▸ 文書抜粋
○ ○ ○

軌道系交通機関の整備は、高次都市機能拠点の定山渓、芸術の森や、藤野方面などから都心へのアクセス性の向上が期待される。
 事業性の面では、地下鉄での採算性の確保など課題は大きい。また、他の機種では後背圏の需要を集約することができれば、採算性は高まるものと考えられるが、乗継時間や料金など乗継抵抗が生じることや、冬期運行面における課題がある。
 今後、軌道系交通機関の導入については、課題解決の可能性を含めて検討していくことが必要であるが、当面は公共交通の円滑性を確保するため、バスの利便性向上や道路網の充実などについて検討することが必要と判断される。
 (ウ)北部方面
 北部方面は、麻生・新琴似地区での人口や商業施設の集積が高く、後背圏の屯田地区においても将来的に集積が見込まれる。
 また、通勤通学など札幌市と結びつきが強い石狩市が隣接しており、西5丁目樽川通に石狩方面から地下鉄麻生駅に向かって発生する将来需要への対応が必要となる。
 軌道系交通機関の整備は、麻生の広域交流拠点としての機能強化や栄町の地域中心核としての充実が期待されるとともに、北部方面からのアクセス性の向上も期待される。
 事業性の面では、北部方面の麻生、栄町の2つの拠点や、広域的な連携も考慮し検討を行った。
 地下鉄では採算性の確保などが課題である。また、他の機種では採算性を確保することができると考えられるが、乗継時間や料金など乗継抵抗が生じることや、冬期運行面における課題がある。
 今後、軌道系交通機関の導入については、人口の動向や地域のまちづくりの進展を見極めるとともに、広域的な交通機能の充実の視点も考慮し検討していくことが必要と判断される。
 また、需要確保の見通しや北部方面の交通軸との整合性を考慮すると、現状においては、麻生からの展開が優位と判断される。
 (エ)JRと地下鉄の連携強化
 乗り継ぎの解消や、既存ネットワークの有効活用の観点から異なる軌道系交通機関の連携が求められる。
 JRと地下鉄の連携は、軌道系ネットワークの形成が図られ、移動の連続性の向上や、災害時の代替機能の確保などが期待される。
 しかし、事業性の面においては、地下鉄で採算性を確保するだけの需要は見込めないことから、実現化については将来的な課題と判断する。
  4)軌道系交通機関の導入に関する留意点
 今後、地域のまちづくりの進展や人口の見通しなどを見極めながら、慎重に検討を進めていく必要がある。
 さらに、事業の成立性を高めるために、上下分離方式など新たな事業手法や運営の効率化についても検討していく必要がある。

 審議方面図(PDF:879KB)

  (3)バスネットワークの充実
  1)軌道系交通機関との連携強化
 現在、地下鉄やJRに接続しているバス路線が系統数で約7割を占めている。都心直行型路線と比較して駅接続型路線は、軌道系交通機関と連携することによる定時性の向上やエネルギー効率、冬季交通機能の確保などの面で利点が大きい。
 したがって、バスネットワークの基本となる駅接続型バス路線は今後とも維持していく必要がある。
 さらに、軌道系交通機関との有機的な連携を効果的に進めるために、駅接続型路線におけるバスレーンの設定およびPTPSの導入、冬期間の優先的除排雪といった公共交通の優先性を確保することが重要である。あわせて、駅周辺の違法路上駐車の排除による駅へのアクセス性の向上やバスレーンへ進入する一般車の排除などバスの走行環境の改善を図る施策も積極的に推進していく必要がある。

○ ○ ○

▸ 表示情報

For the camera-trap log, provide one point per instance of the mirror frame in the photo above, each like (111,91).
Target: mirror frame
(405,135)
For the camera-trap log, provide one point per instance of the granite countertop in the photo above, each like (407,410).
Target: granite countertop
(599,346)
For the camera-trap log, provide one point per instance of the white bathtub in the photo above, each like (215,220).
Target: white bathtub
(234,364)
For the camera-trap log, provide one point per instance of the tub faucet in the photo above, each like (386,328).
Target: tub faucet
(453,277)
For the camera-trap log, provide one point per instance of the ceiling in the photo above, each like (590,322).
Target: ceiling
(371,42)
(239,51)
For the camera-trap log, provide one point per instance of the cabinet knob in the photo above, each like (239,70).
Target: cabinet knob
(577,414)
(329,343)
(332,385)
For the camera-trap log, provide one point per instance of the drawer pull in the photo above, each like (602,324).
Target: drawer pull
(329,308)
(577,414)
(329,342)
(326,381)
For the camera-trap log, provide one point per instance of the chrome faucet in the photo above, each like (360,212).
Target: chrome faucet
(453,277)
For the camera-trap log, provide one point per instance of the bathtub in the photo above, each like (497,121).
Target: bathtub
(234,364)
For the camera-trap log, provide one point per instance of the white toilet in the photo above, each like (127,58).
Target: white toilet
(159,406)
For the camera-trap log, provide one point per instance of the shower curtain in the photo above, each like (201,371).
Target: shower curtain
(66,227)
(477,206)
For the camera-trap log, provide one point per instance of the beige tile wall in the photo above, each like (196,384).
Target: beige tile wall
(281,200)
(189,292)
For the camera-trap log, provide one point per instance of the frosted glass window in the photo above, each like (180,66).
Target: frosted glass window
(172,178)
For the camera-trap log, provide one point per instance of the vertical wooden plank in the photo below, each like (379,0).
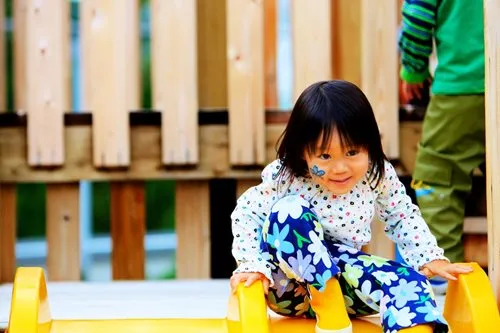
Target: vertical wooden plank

○ ○ ○

▸ やること一覧
(1) 文書抜粋について、次の問いに答えよ。
(a) 北部方面で、後背圏として将来的に集積が見込まれる地区はどこか。
(b) 地下鉄やJRに接続しているバス路線は、現在、系統数でどのくらいを占めているか。
(c) 事業の成立性を高めるための新たな事業手法として、何方式が挙げられているか。
(2) 文書抜粋で、駅接続型路線において公共交通の優先性を確保する方策として挙げられているものをすべて書き出せ。

▸ 回答
(1)
(a) 屯田地区
(b) 約7割
(c) 上下分離方式

(2)
バスレーンの設定
PTPSの導入
冬期間の優先的除排雪